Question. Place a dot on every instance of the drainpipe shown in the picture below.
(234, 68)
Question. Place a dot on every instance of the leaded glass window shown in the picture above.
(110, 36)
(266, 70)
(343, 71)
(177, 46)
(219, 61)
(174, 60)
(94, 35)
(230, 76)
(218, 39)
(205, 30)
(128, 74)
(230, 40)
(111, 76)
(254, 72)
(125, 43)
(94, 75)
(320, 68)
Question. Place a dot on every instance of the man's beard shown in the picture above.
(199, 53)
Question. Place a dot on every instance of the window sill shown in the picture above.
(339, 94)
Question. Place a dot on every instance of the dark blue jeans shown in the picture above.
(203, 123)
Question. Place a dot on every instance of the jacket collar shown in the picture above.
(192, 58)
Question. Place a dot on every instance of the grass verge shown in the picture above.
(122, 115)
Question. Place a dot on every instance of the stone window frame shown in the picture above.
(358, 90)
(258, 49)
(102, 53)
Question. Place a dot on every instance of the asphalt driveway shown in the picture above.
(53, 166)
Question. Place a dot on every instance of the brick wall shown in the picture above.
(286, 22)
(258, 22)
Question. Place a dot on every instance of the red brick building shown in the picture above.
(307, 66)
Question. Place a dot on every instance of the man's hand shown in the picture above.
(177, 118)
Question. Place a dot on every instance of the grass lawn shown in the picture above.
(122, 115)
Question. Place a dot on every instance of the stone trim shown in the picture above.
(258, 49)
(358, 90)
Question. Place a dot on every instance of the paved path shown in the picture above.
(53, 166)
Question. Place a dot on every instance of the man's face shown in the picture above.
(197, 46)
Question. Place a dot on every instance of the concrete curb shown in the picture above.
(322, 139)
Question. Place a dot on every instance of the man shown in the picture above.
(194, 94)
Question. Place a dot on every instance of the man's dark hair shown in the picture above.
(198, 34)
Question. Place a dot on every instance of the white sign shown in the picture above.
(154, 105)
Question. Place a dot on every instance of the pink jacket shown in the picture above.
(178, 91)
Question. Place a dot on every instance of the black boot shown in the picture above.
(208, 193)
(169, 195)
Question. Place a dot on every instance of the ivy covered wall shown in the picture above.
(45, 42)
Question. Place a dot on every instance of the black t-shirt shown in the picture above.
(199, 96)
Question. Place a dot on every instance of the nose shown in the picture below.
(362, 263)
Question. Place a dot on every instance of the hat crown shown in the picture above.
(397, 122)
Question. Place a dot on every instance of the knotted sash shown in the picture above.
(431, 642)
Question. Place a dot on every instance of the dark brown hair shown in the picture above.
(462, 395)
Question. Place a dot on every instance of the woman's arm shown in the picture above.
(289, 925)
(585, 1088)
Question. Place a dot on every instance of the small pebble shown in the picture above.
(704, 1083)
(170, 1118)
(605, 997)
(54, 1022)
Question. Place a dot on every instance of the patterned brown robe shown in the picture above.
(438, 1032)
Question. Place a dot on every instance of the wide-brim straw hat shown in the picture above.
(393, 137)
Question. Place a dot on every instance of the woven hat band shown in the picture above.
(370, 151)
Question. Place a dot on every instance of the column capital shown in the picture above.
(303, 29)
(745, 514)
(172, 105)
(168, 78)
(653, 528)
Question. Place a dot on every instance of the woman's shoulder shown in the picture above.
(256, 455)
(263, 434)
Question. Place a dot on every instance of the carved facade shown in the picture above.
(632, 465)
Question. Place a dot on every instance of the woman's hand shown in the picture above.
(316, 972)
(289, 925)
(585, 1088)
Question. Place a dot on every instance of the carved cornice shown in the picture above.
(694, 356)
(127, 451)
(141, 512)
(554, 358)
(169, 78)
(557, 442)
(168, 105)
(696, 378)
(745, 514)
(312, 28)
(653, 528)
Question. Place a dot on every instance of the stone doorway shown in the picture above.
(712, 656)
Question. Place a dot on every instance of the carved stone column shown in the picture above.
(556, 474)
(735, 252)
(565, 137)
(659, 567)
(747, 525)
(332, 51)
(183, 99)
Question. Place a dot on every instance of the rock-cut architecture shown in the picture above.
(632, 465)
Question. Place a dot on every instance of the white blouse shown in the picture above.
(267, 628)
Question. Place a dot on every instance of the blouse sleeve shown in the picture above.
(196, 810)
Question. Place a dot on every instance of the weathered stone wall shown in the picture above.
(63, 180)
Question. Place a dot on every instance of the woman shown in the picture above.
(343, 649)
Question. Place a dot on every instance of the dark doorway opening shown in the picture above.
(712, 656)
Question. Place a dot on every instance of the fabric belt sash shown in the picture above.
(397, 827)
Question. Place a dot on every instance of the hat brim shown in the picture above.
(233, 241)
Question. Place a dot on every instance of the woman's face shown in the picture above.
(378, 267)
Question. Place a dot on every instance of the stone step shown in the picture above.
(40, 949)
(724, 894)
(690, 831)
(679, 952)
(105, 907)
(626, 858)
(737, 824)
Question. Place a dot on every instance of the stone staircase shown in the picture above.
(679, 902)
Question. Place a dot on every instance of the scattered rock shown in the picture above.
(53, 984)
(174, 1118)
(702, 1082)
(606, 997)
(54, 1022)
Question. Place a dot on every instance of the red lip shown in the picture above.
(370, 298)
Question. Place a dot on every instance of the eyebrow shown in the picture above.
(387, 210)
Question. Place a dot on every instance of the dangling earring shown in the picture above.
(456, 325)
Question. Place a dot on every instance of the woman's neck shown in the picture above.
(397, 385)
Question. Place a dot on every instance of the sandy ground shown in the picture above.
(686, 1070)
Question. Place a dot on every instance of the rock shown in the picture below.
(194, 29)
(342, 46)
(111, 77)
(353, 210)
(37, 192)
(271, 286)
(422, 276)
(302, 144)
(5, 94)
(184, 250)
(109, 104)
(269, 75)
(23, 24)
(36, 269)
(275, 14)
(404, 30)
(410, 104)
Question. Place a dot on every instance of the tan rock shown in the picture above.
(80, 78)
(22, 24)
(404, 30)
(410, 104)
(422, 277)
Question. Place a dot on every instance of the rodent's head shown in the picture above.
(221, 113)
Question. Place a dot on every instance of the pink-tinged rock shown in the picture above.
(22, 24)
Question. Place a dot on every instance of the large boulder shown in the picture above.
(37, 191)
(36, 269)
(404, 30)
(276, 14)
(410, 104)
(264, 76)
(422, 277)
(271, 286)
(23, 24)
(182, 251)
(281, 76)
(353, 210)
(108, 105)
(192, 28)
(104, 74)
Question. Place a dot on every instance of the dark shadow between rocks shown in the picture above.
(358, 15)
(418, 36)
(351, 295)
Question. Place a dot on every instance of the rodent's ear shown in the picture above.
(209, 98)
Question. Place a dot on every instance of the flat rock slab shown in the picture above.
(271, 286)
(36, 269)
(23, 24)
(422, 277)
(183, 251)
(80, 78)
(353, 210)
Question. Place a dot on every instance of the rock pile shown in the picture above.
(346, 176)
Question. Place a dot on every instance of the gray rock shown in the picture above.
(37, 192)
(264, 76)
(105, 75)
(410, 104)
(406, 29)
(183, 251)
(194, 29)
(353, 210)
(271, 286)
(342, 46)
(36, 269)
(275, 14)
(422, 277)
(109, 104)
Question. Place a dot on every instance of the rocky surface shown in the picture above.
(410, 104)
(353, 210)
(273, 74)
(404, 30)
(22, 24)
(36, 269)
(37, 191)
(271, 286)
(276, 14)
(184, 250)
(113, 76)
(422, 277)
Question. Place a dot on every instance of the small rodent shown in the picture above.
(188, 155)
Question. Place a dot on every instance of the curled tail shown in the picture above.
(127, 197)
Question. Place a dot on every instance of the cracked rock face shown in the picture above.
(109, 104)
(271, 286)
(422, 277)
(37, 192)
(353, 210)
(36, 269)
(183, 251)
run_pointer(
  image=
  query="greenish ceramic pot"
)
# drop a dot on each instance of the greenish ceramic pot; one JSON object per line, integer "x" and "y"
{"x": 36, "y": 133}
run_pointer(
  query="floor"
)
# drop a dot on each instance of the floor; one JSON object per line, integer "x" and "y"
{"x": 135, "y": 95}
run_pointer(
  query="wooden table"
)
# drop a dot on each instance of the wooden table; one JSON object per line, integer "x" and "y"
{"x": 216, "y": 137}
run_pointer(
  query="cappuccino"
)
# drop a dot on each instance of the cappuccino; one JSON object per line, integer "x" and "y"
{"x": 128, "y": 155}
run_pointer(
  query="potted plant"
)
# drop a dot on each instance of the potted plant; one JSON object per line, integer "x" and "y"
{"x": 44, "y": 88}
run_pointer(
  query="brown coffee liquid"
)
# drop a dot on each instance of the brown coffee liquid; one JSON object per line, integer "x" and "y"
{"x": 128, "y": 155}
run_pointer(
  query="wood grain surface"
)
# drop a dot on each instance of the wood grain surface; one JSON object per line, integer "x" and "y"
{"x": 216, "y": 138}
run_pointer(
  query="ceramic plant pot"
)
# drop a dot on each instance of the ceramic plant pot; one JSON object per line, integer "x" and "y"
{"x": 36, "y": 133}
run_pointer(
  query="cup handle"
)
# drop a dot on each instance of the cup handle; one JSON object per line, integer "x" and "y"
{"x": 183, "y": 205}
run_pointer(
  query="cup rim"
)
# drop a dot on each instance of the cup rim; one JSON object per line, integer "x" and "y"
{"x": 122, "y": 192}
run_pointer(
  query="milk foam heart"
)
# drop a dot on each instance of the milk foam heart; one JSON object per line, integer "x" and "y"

AIM OF THE EXERCISE:
Count the lines in the entries above that contain the word "sash", and give only that number.

RESULT OF THIS EXERCISE:
2